-- start of Provided entries --

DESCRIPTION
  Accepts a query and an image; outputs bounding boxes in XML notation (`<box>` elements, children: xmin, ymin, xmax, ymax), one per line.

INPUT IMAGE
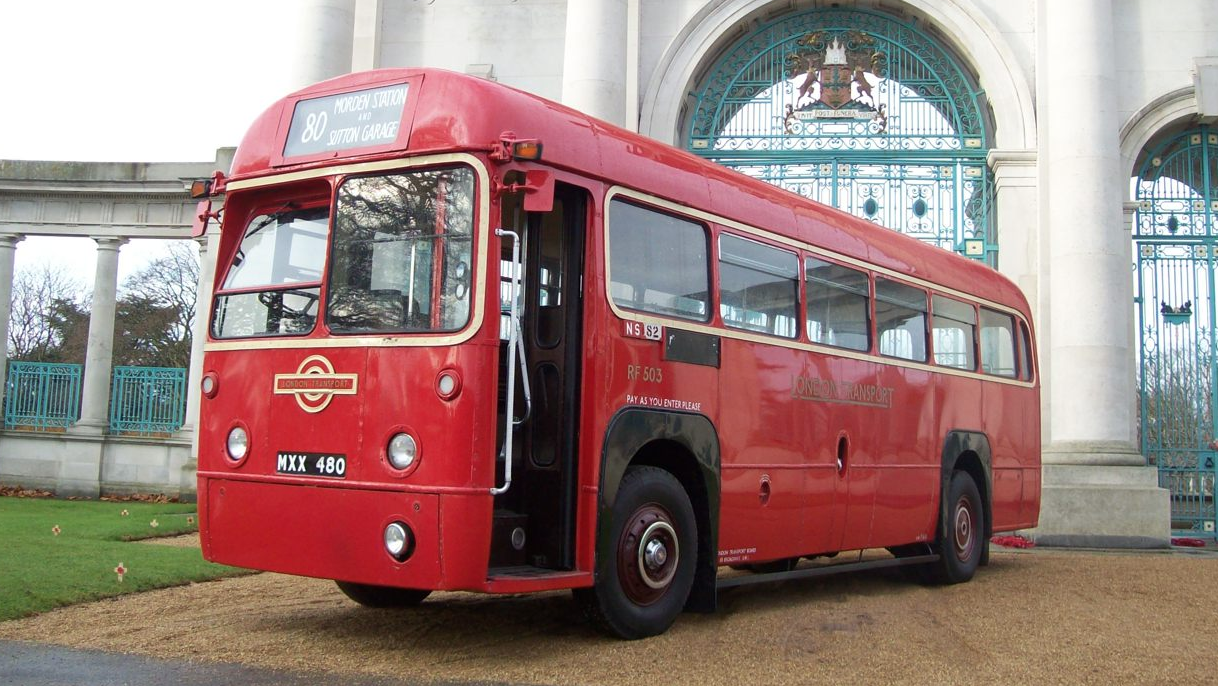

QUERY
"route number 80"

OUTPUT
<box><xmin>301</xmin><ymin>112</ymin><xmax>330</xmax><ymax>143</ymax></box>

-- end of Provided entries --

Task objective: Reproduce the records above word for word, omitting the pictures.

Reply:
DESCRIPTION
  Accepts a query and an image; outputs bounding boxes in XML notation (`<box>` elements, children: xmin, ymin, xmax, ymax), one per line.

INPUT IMAGE

QUERY
"route number 80"

OUTPUT
<box><xmin>301</xmin><ymin>112</ymin><xmax>330</xmax><ymax>143</ymax></box>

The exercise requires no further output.